### Zitierter Text ###

Letzte Woche ist die dritte Sendung von den Drittklässlern aus Studen in Lengnau eingetroffen, mit Rätseln und Zeichnungen von Fantasietieren. Die Schülerinnen und Schüler haben sich dafür von ihrem Lieblingsratespiel «Das Dings» inspirieren lassen. Dieses spielen sie oft zum Auftakt im Deutschunterricht. «Die Kinder haben sich riesig gefreut über die Briefe», sagt Klassenlehrerin Hannah Meister in Lengnau. «Jetzt überlegen wir uns, wie wir antworten wollen.» Denn nach zwei Briefen sei die gegenseitige Vorstellung mit Fragen und Antworten abgeschlossen. Nun brauche es, wie von Studen vorgemacht, eine frische Idee, damit das Projekt für beide Seiten interessant bleibt. Bis zum Ende des Schuljahres soll die Brieffreundschaft auf jeden Fall fortgesetzt werden, da sind sich die beiden Lehrerinnen einig.

###

#### Schriftliche Aufgabe 1:
Schreibe aus dem Text über die Brieffreundschaft den Abschnitt ab, der mit „Letzte Woche ist“ beginnt und bis einschließlich „beiden Lehrerinnen einig.“ reicht, ohne etwas daran zu ändern.

### Zeilen zur Übung ###

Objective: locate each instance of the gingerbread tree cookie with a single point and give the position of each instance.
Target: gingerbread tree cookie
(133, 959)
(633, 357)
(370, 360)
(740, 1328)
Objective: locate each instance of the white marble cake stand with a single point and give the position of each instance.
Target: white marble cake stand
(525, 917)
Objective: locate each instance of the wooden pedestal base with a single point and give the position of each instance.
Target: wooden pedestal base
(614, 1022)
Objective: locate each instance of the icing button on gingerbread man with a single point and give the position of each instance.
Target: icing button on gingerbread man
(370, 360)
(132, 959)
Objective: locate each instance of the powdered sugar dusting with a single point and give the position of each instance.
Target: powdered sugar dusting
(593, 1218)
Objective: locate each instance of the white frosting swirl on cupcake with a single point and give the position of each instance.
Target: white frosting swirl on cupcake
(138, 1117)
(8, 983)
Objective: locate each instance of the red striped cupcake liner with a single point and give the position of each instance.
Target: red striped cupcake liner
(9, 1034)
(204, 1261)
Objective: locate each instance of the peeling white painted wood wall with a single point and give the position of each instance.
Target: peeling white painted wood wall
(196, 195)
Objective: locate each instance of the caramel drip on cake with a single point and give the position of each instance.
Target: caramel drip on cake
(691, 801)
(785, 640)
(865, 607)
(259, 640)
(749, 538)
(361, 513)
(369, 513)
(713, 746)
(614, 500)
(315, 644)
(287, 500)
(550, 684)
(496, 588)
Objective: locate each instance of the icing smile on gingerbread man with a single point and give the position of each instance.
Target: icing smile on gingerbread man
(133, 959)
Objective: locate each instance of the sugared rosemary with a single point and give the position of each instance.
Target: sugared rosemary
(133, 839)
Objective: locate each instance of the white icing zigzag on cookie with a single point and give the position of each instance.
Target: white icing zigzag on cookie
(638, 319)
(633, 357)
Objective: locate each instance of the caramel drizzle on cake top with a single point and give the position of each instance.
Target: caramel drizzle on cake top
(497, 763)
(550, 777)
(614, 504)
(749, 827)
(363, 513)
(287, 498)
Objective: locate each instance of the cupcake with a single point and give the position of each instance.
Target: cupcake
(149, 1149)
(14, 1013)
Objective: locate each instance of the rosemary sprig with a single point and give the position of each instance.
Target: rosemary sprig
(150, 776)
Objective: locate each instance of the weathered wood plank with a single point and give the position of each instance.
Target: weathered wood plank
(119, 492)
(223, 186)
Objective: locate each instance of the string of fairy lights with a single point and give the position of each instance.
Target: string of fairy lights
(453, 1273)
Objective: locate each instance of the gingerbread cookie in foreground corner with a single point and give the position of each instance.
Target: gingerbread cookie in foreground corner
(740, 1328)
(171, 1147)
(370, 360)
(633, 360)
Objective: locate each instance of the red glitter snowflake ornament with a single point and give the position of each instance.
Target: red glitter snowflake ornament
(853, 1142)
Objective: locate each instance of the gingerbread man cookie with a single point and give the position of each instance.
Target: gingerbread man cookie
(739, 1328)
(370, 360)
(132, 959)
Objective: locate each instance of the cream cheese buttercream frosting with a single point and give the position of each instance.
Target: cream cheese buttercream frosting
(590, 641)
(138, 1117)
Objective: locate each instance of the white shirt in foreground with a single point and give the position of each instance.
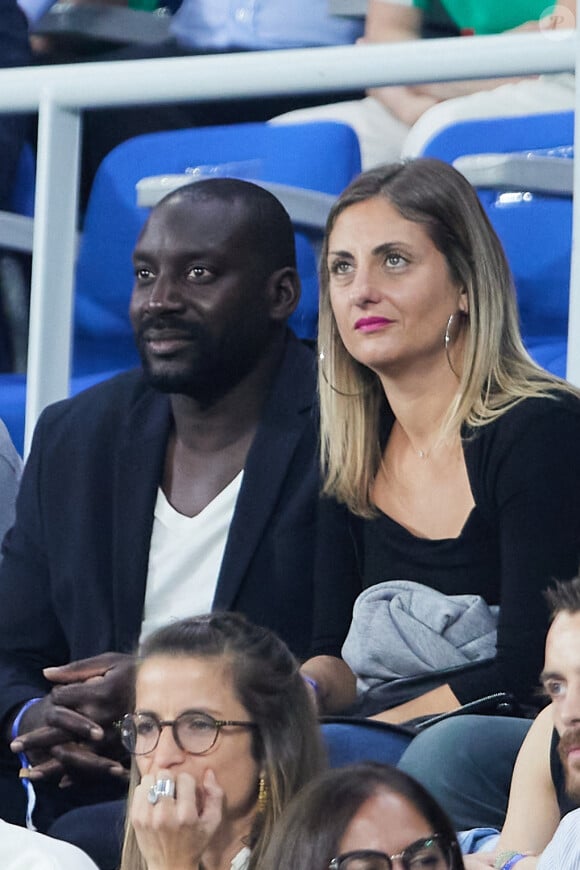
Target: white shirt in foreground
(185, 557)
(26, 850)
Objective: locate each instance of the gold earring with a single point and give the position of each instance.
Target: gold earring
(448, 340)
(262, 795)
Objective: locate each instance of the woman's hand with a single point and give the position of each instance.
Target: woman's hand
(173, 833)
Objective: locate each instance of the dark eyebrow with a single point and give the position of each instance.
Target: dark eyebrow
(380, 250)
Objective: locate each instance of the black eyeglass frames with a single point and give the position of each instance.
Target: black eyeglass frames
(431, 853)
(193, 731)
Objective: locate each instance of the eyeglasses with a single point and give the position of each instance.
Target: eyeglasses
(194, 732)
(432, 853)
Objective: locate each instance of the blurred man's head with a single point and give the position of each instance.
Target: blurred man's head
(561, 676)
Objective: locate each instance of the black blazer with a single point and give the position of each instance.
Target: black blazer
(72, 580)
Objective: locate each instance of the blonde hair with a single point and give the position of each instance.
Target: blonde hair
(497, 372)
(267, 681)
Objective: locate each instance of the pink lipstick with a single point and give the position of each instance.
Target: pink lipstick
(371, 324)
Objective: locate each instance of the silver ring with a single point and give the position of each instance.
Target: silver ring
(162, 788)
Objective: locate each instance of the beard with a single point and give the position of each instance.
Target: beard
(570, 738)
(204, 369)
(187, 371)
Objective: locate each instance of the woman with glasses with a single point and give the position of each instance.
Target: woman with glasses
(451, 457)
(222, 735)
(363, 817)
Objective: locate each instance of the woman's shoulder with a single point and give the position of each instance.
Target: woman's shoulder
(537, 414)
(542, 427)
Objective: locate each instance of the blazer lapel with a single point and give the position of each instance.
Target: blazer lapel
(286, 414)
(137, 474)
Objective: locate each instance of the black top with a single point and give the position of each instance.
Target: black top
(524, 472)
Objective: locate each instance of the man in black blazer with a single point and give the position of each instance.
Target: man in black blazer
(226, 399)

###

#### Schriftliche Aufgabe 2:
Nenne alle Zeilen oben, in denen die Zeichenfolge „liner“ vorkommt, und schreibe jede davon vollständig ab. Groß- und Kleinschreibung zählt.

#### Antwort zur Übung 1:
Letzte Woche ist die dritte Sendung von den Drittklässlern aus Studen in Lengnau eingetroffen, mit Rätseln und Zeichnungen von Fantasietieren. Die Schülerinnen und Schüler haben sich dafür von ihrem Lieblingsratespiel «Das Dings» inspirieren lassen. Dieses spielen sie oft zum Auftakt im Deutschunterricht. «Die Kinder haben sich riesig gefreut über die Briefe», sagt Klassenlehrerin Hannah Meister in Lengnau. «Jetzt überlegen wir uns, wie wir antworten wollen.» Denn nach zwei Briefen sei die gegenseitige Vorstellung mit Fragen und Antworten abgeschlossen. Nun brauche es, wie von Studen vorgemacht, eine frische Idee, damit das Projekt für beide Seiten interessant bleibt. Bis zum Ende des Schuljahres soll die Brieffreundschaft auf jeden Fall fortgesetzt werden, da sind sich die beiden Lehrerinnen einig.

#### Antwort zur Übung 2:
Objective: locate each instance of the red striped cupcake liner with a single point and give the position of each instance.
Target: red striped cupcake liner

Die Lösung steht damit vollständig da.